• Text shown:
--- --- ---

Referring to FIG. 6 of the drawings, there is shown a second preferred embodiment of an EGR system according to the invention. The EGR system, generally designated by the reference numeral 120, is characterized by the following aspects: In FIG. 6, like component elements are designated by the same reference numerals as those used in FIG. 1. Upper, middle and lower casing members 122, 124 and 126 of a control device 127 are peripherally joined together by suitable fastening means such as bolts 128 (only one is shown). A lower chamber 130 of an actuator or servo unit 132 communicates with the engine induction passage 12 at a location downstream of the throttle valve 14 by way of a conduit 134, while a upper chamber 136 of the servo unit 132 communicates with the conduit 134 by way of a conduit 138 provided therein with delay means 71. A compression spring 140 is located in the upper chamber 136 and urges a flexible diaphragm 141 into the position shown in the drawing in which a control valve 142 is closed. It will be thus understood that functionally the upper and lower chambers 136 and 130 correspond respectively to the lower and upper chambers 66 and 64 of the servo unit 54 of FIG. 1. A stop member 143 is mounted on the upper casing member 122. The control valve 142 has no lost motion mechanism and an actuator rod 144 is fixedly connected to a valve head 146 of the valve 142. A valve chamber 148 of the control valve 142 has first and second ports 150 and 152 in place of the ports 100 and 102 of the valve chamber 98 of the control valve 52 of FIG. 1. The first port 150 communicates with the upper chamber 38 of the servo device 21 by way of a conduit 154, while the second port 152 communicates with the port 46 opening into the induction passage 12 at a location just upstream of the fully closed throttle valve 14 by way of a conduit 156. The conduit 154 communicates with the outside atmosphere by way of an opening 158 formed therethrough which has a small cross sectional area.

--- --- ---

• Source data:

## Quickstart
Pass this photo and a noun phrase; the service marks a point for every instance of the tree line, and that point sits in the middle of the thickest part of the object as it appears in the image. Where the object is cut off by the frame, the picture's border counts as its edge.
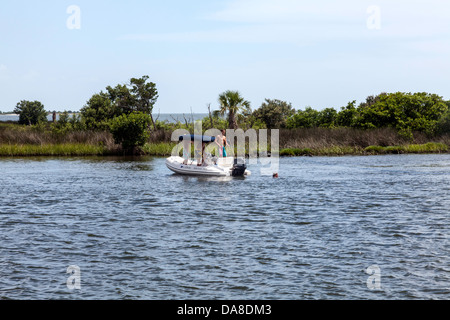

--- --- ---

• Task directions:
Write what comes next in the EGR system description, picking up right after its last sentence. The material has no connection to the EGR system description.

• Output:
The EGR system 120 thus far described is operated as follows:

When the engine is running steadily with the throttle valve 14 held in a certain open position, since the vacuum in the chambers 130 and 136 of the servo unit 132 is the same the diaphragm 141 and the actuator rod 144 are forced by the force of the spring 140 to the position shown in FIG. 6 in which the valve head 146 closes the port 150. Accordingly, the chamber 38 of the servo device 21 communicates with only the outside atmosphere by way of the opening 158 and is subjected to the atmospheric pressure. Thus, the EGR valve 20 is locked in the lock position to close the EGR passageway 18 to interrupt the recirculation of engine exhaust gases to the induction passage 12, similarly to the time of the steady operation of the EGR system 16 of FIG. 1.

When the throttle valve 14 is turned toward its fully closed position for deceleration of the engine, the vacuum in the chamber 136 of the servo unit 132 is immediately increased to the level of the vacuum in the chamber 130 thereof, as described hereinbefore with respect to the operation of the EGR system 16 of FIG. 1. Thus, the EGR valve 20 is locked in the lock position to close the EGR passageway 18 to interrupt the recirculation of engine exhaust gases to the induction passage 12, similarly to the time of the steady running of the engine.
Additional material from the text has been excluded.